### STATED TASK
Rewrite all of the data below so that "Sample query" becomes "Test query" throughout and nothing else changes. Omit the pictures from your answer.

### Excerpts of bounding box data

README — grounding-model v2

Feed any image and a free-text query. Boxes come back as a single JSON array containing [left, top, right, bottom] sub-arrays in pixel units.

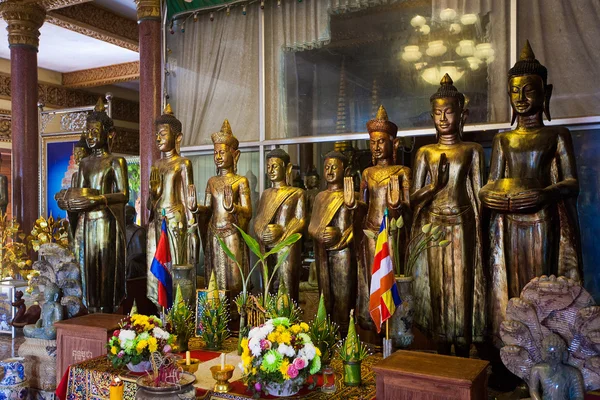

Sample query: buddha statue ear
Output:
[[544, 85, 554, 121]]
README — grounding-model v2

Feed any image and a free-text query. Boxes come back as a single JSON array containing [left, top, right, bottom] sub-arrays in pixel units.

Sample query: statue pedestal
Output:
[[19, 338, 56, 392]]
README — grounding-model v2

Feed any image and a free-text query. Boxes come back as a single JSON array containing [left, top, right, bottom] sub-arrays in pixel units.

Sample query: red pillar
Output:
[[0, 1, 46, 232], [137, 0, 162, 226]]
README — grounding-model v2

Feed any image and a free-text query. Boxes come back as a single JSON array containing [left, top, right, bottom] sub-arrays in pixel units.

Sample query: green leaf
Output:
[[234, 224, 265, 260], [264, 233, 302, 258]]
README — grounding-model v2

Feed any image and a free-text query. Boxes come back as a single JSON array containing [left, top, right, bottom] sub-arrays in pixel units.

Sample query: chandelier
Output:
[[400, 8, 495, 85]]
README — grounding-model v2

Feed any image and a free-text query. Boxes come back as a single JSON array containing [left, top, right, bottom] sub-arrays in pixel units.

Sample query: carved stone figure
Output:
[[197, 120, 252, 302], [58, 99, 129, 313], [410, 74, 485, 357], [23, 283, 63, 340], [500, 275, 600, 399], [308, 151, 357, 334], [254, 149, 306, 301], [480, 42, 582, 340], [146, 104, 199, 304], [344, 106, 411, 329]]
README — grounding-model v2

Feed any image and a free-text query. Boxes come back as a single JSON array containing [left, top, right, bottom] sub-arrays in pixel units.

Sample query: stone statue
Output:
[[344, 106, 410, 329], [23, 283, 63, 340], [146, 104, 199, 304], [58, 99, 129, 313], [196, 120, 252, 302], [479, 42, 583, 335], [410, 74, 486, 357], [500, 275, 600, 399], [529, 333, 585, 400], [254, 149, 306, 301], [308, 151, 357, 334]]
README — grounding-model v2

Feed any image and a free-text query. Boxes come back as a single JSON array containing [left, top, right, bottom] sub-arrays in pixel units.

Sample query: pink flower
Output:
[[288, 364, 298, 379], [292, 357, 307, 371]]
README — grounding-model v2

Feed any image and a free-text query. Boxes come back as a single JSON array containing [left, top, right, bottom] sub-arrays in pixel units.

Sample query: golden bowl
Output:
[[177, 358, 200, 374]]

### RESPONSE TO THE TASK
README — grounding-model v2

Feed any image and a free-text query. Boxes come back as a single JSON array containing [left, top, right, bottom] sub-arrays in pixel units.


Test query: buddha statue ear
Output:
[[544, 85, 554, 121]]
README — grounding-model v2

Feed any image and a free-text query. Boxes come back as a single JSON array containing [left, top, right, bottom] sub-arrays in pixel units.

Test query: statue pedestal
Output:
[[19, 338, 56, 392]]
README — grounding-model v2

Feed any image and a free-text query. Boxes come back as a single JSON array containing [left, top, right, bottom] sub-arrays in pixel units.

Test query: red pillar
Output:
[[0, 1, 46, 232], [137, 0, 162, 226]]
README — grounding-model v2

Feed any image and a free-text query. Boxes come back as a single JSON array containing [left, top, right, bottom] sub-arrays in pixel units.

Test query: green leaf
Output:
[[234, 224, 265, 260], [264, 233, 302, 258]]
README — grounding-model v2

Feed any image and a free-text query. Boxes come back as a single JSON array containing [left, top, right, bottom] sub-arrays in pixel units.

Test query: chandelier
Output:
[[400, 8, 495, 85]]
README — grounding-model v2

Feed any image and a free-text query. Boxes come back as a single JSON array containing [left, top, right, bottom] sub-arrays in pixel units.

Test query: carved stone figure
Output:
[[197, 120, 252, 302], [58, 99, 129, 313], [410, 74, 485, 357], [23, 283, 63, 340], [500, 275, 600, 399], [308, 151, 357, 334], [254, 149, 306, 301], [480, 42, 582, 340], [146, 104, 199, 304], [344, 106, 411, 329]]
README — grounding-model v2

Feed any image and a free-text query. Boxes come back as a single JSON array containing [left, top, right, bottom] sub-arrays in pixel units.

Test query: stone statue
Output:
[[344, 106, 410, 329], [23, 283, 63, 340], [146, 104, 199, 304], [58, 99, 129, 313], [196, 120, 252, 302], [479, 42, 583, 335], [410, 74, 486, 357], [500, 275, 600, 399], [529, 333, 585, 400], [254, 149, 306, 301], [308, 151, 357, 334]]
README — grounding-model v2

Feed any image and a free-text query. Boxes come back as a single JSON array containing [left, top, right, bottom] sub-arrays in pixel units.

Test query: pink flower
Output:
[[288, 364, 298, 379], [292, 357, 307, 371]]
README — grounding-model v2

Feed any image and a free-text query. Boxes come back as a single JSON array containing [left, top, right, bottom] sub-arrays in pixel units.

Test query: golden bowl
Output:
[[177, 358, 200, 374]]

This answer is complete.